▸ Esercizi da svolgere
a) Elenca le funzioni e i compiti che, secondo il brano, lo Stato continua a svolgere senza pregiudizio delle attività concorrenti delle regioni.
b) Trascrivi parola per parola tutto ciò che nel brano va da «Inoltre lo Stato» fino a «camere di commercio.».
### Brano selezionato
Con decreti del Presidente del Consiglio dei Ministri - sentita la Conferenza unificata Stato, regioni, città ed autonomie locali - si provvede alla “definizione dei contingenti complessivi, per qualifica e profilo professionale, del personale necessario per l’esercizio delle funzioni amministrative conferite e del personale da trasferire” con conseguente quantificazione dei relativi oneri.

Il titolo II del decreto legislativo 112 del 1998 disciplina il conferimento alle regioni ed agli enti locali di funzioni e compiti esercitati dallo Stato o da enti pubblici dipendenti dallo Stato “nel settore dello sviluppo economico”, ovvero artigianato, industria, energia, miniere e risorse geotermiche, ordinamento delle camere di commercio, industria, artigianato e agricoltura, fiere, mercati e commercio, turismo ed industria alberghiera, oltre ala materia riguardante agricoltura e foreste disciplinata dal decreto legislativo n.143 del 1997.

Con riferimento all’industria sono conservate allo Stato (art. 18 del decreto legislativo n.112 del 1998) diverse funzioni amministrative, relative talaltro a brevetti e proprietà industriale, definizione dei criteri generali per la tutela dei consumatori e degli utenti, industrie operanti nel settore della difesa militare (comprese “le funzioni concernenti l’autorizzazione alla fabbricazione, all’importazione e all’esportazione di armi da guerra”) fabbricazione e importazione di armi non da guerra e di materiali esplodenti, classificazione dei gas tossici, criteri generali su agevolazioni e sovvenzioni all’industria, incentivi per l’attività di ricerca, individuazione delle aree economicamente depresse, “il coordinamento, la programmazione e la vigilanza sul complesso dell’azione di intervento pubblico nelle aree economicamente depresse del territorio nazionale, la programmazione e il coordinamento delle grandi infrastrutture a carattere interregionale o di interesse nazionale”, coordinamento delle intese istituzionali di programma e dei connessi strumenti di programmazione negoziata, concessione di sovvenzioni nel settore della cinematografia.

Inoltre lo Stato (“senza pregiudizio delle attività concorrenti che possono svolgere le regioni”) continua a svolgere funzioni e compiti concernenti talaltro i crediti all’esportazione, “la partecipazione ad imprese e società miste, promosse o partecipate da imprese italiane; la promozione ed il sostegno finanziario, tecnico-economico ed organizzativo di iniziative di penetrazione commerciale, di investimento e di cooperazione commerciale ed industriale da parte di imprese italiane”, l’attività promozionale di rilievo nazionale.

Tutte le restanti funzioni - anche quelle concernenti l’attuazione di interventi dell’Unione europea - sono delegate alle regioni, salva l’attribuzione a province e camere di commercio.
######
### Righe mostrate
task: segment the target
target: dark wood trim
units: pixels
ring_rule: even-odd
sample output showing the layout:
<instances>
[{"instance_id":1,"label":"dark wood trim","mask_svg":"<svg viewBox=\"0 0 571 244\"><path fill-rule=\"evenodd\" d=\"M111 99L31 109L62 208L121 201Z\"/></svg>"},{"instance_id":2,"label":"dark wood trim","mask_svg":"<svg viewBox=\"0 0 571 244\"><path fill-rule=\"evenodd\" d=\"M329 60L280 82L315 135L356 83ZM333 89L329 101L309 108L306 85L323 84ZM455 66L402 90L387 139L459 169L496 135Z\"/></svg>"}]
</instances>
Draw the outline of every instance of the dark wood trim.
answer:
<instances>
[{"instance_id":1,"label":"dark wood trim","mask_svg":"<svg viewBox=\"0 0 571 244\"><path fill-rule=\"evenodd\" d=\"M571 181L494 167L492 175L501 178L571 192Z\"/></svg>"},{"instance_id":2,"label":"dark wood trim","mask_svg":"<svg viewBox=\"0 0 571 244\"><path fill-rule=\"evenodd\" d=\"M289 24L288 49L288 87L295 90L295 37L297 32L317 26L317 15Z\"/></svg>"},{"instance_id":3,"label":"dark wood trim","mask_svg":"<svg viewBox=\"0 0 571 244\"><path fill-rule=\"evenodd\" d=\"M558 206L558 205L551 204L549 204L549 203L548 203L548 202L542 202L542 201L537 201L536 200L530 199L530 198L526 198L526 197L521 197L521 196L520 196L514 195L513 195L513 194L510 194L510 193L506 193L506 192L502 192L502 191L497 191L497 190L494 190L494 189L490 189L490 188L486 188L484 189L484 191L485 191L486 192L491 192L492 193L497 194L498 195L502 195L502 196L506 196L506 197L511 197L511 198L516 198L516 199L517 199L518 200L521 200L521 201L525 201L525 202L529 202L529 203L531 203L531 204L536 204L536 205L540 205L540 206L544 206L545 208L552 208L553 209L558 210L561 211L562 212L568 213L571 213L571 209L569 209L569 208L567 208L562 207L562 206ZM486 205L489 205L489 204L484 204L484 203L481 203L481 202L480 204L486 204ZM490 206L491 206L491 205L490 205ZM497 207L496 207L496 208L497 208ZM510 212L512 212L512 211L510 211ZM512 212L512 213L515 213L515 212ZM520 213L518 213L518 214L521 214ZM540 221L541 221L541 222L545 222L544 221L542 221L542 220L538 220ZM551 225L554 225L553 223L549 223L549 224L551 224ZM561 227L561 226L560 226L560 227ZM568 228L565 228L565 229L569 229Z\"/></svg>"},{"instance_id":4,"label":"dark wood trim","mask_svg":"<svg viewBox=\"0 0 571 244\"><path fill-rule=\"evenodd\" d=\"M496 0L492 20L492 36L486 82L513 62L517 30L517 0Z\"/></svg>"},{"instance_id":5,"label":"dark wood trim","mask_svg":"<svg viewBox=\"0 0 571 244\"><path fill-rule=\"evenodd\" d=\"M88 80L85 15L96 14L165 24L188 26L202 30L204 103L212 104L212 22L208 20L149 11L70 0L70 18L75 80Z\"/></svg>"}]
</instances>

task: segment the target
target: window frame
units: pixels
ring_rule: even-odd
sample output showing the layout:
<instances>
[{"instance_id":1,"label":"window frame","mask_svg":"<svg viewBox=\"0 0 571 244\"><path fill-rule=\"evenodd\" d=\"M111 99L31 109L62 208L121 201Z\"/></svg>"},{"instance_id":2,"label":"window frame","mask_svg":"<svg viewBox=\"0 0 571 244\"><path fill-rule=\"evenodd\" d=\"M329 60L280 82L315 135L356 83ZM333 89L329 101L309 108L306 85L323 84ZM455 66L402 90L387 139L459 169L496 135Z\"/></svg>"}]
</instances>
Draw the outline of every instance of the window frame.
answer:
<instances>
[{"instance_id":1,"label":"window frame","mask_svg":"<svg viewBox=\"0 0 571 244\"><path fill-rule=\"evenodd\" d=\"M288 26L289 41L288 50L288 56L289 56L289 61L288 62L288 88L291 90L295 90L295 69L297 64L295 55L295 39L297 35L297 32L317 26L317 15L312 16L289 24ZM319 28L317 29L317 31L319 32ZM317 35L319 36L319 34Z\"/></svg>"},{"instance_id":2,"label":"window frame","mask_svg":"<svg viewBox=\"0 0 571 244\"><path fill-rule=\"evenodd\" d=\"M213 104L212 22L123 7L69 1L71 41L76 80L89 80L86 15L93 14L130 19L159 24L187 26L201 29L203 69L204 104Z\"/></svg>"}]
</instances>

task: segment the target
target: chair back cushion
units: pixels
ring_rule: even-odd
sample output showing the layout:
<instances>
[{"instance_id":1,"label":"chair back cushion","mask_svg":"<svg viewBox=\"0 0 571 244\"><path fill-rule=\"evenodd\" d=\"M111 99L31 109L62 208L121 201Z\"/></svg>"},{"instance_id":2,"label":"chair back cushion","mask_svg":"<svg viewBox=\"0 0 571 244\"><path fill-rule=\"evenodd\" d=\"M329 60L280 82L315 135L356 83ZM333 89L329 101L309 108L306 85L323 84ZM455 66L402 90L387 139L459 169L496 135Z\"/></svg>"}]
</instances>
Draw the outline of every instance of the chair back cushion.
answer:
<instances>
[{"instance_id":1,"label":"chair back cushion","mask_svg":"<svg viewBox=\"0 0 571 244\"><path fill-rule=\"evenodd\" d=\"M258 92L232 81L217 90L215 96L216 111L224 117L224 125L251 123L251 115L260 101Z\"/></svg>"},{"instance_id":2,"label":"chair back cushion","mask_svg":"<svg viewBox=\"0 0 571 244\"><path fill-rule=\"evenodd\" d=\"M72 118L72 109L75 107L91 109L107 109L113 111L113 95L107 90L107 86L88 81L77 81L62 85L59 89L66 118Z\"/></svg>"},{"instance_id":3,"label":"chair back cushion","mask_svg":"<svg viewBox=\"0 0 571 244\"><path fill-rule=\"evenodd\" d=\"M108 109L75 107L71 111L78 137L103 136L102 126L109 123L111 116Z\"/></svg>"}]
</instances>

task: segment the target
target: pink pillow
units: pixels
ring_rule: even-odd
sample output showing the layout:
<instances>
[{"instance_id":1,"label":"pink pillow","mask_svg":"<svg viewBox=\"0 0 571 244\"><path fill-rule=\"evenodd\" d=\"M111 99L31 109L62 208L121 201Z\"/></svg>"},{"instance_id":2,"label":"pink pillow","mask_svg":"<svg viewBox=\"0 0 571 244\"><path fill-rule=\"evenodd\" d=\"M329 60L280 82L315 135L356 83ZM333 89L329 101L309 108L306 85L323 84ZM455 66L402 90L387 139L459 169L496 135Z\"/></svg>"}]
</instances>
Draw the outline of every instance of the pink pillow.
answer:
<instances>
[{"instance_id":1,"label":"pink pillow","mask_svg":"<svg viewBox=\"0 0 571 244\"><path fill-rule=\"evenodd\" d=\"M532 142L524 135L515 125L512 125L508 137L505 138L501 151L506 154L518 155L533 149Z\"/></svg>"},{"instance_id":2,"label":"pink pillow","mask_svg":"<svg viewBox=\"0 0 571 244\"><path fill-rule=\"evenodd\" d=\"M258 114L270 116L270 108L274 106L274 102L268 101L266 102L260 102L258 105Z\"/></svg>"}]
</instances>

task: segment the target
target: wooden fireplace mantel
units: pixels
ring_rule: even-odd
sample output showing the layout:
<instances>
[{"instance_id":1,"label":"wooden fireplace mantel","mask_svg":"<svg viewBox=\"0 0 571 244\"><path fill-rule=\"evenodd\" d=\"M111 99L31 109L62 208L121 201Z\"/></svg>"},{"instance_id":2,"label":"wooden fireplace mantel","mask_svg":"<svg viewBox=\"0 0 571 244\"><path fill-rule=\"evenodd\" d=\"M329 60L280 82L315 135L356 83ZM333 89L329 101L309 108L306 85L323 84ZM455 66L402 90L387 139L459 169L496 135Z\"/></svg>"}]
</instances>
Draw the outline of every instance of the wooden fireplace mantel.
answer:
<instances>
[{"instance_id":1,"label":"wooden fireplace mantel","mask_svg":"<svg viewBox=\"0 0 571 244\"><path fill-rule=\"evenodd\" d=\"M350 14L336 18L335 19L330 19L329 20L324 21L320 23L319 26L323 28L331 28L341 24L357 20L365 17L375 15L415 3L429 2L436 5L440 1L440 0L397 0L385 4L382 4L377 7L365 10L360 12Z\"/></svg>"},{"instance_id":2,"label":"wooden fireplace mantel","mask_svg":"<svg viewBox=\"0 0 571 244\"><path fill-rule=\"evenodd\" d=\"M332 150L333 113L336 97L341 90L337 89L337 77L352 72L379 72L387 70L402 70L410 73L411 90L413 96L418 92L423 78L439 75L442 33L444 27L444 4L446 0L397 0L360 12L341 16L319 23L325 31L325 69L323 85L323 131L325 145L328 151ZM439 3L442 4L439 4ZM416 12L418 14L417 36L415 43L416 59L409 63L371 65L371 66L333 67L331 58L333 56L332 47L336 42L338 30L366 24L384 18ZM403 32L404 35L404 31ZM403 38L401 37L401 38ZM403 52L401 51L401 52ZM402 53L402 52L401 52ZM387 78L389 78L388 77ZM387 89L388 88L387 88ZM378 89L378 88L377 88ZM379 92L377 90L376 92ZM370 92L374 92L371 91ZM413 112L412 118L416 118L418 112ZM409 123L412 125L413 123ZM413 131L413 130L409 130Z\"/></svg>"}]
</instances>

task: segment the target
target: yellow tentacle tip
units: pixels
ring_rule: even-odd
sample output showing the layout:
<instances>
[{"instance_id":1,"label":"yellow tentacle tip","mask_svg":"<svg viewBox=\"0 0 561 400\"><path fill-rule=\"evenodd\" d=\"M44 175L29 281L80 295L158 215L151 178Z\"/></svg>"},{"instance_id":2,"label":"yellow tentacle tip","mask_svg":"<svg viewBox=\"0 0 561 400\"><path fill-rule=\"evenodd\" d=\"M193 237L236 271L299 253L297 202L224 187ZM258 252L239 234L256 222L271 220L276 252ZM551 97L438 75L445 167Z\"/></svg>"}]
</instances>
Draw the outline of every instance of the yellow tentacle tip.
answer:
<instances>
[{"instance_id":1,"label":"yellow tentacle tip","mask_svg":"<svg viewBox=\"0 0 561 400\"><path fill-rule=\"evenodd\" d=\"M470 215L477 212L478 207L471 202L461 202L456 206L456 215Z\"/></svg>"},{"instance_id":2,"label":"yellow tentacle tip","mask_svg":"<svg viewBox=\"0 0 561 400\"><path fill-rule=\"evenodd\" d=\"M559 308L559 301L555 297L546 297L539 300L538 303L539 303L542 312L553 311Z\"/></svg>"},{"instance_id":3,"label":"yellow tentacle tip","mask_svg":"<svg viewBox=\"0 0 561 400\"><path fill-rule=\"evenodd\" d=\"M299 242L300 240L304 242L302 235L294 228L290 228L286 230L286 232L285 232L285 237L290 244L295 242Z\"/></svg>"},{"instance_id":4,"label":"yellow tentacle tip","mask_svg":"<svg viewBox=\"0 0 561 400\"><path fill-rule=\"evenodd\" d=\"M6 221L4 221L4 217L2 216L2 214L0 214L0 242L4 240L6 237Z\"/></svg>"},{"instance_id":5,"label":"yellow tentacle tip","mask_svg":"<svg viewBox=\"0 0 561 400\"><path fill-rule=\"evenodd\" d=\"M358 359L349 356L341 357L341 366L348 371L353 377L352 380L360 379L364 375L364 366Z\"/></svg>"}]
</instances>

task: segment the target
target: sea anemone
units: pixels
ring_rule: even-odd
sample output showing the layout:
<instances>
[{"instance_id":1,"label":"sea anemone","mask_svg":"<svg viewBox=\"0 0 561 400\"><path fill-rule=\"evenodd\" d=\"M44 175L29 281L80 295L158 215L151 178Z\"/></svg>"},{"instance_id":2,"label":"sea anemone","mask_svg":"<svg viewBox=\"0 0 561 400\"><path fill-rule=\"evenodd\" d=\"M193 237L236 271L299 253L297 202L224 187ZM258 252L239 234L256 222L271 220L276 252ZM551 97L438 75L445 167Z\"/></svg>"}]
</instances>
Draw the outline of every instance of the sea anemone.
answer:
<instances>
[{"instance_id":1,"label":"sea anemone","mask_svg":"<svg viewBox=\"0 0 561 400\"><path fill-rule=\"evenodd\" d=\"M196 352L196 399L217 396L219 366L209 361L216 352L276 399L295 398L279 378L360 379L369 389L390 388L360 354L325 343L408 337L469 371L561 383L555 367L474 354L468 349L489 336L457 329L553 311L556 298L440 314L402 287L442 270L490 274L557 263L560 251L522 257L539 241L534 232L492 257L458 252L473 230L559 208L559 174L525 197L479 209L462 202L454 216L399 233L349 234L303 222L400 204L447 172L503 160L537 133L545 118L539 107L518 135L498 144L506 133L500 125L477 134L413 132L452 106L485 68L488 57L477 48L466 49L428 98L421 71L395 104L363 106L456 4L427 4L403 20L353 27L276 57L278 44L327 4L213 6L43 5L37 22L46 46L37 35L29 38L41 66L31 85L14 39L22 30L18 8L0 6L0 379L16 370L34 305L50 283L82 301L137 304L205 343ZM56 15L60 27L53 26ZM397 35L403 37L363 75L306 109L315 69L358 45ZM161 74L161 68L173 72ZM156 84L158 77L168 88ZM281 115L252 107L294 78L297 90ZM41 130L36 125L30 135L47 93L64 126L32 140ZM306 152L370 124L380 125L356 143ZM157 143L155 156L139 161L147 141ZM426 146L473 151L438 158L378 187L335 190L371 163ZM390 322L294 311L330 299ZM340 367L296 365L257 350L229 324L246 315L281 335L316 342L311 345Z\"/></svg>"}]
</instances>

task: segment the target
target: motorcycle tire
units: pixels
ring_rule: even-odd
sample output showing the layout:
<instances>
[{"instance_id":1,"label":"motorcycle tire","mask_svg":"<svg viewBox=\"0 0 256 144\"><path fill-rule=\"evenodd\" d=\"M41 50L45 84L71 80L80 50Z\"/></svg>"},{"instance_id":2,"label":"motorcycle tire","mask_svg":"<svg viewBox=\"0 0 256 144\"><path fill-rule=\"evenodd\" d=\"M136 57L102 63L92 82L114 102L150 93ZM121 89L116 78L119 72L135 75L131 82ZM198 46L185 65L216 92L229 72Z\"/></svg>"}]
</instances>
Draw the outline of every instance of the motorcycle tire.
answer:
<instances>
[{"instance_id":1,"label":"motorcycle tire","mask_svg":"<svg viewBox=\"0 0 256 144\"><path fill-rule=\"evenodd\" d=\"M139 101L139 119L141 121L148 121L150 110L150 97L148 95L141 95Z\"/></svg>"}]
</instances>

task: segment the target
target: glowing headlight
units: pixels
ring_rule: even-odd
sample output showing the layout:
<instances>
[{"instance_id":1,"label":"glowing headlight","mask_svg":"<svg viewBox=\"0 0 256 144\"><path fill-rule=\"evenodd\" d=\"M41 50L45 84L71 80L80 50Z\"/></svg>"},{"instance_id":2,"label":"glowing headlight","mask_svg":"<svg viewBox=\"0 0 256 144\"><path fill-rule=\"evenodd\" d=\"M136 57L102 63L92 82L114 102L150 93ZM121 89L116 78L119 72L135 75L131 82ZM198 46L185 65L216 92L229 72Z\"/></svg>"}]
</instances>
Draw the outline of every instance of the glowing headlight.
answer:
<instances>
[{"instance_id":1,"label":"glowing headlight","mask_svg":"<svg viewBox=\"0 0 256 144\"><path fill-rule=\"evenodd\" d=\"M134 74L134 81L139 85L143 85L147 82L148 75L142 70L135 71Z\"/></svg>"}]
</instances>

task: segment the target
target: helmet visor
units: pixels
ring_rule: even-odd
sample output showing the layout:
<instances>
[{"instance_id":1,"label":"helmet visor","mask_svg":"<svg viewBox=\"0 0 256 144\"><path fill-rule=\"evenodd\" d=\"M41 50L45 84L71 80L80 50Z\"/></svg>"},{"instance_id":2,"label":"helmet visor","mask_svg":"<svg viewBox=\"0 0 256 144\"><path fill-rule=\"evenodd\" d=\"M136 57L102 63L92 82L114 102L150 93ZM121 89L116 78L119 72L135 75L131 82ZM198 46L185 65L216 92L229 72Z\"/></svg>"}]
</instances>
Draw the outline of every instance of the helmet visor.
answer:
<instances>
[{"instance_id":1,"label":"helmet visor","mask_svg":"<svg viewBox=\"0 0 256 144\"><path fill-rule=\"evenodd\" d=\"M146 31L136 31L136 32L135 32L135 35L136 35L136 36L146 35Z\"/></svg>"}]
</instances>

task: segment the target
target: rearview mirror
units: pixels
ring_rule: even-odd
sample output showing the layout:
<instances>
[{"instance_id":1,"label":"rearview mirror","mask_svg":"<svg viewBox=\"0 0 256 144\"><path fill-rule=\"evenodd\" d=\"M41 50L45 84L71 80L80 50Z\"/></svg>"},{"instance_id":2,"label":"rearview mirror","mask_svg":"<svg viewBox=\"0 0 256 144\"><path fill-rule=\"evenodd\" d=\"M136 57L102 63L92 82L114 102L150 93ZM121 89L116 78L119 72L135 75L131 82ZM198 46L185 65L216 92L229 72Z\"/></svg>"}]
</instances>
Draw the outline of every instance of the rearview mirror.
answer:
######
▸ Soluzioni degli esercizi
a)
- i crediti all'esportazione
- la partecipazione ad imprese e società miste, promosse o partecipate da imprese italiane
- la promozione ed il sostegno finanziario, tecnico-economico ed organizzativo di iniziative di penetrazione commerciale, di investimento e di cooperazione commerciale ed industriale da parte di imprese italiane
- l'attività promozionale di rilievo nazionale

b)
Inoltre lo Stato (“senza pregiudizio delle attività concorrenti che possono svolgere le regioni”) continua a svolgere funzioni e compiti concernenti talaltro i crediti all’esportazione, “la partecipazione ad imprese e società miste, promosse o partecipate da imprese italiane; la promozione ed il sostegno finanziario, tecnico-economico ed organizzativo di iniziative di penetrazione commerciale, di investimento e di cooperazione commerciale ed industriale da parte di imprese italiane”, l’attività promozionale di rilievo nazionale.

Tutte le restanti funzioni - anche quelle concernenti l’attuazione di interventi dell’Unione europea - sono delegate alle regioni, salva l’attribuzione a province e camere di commercio.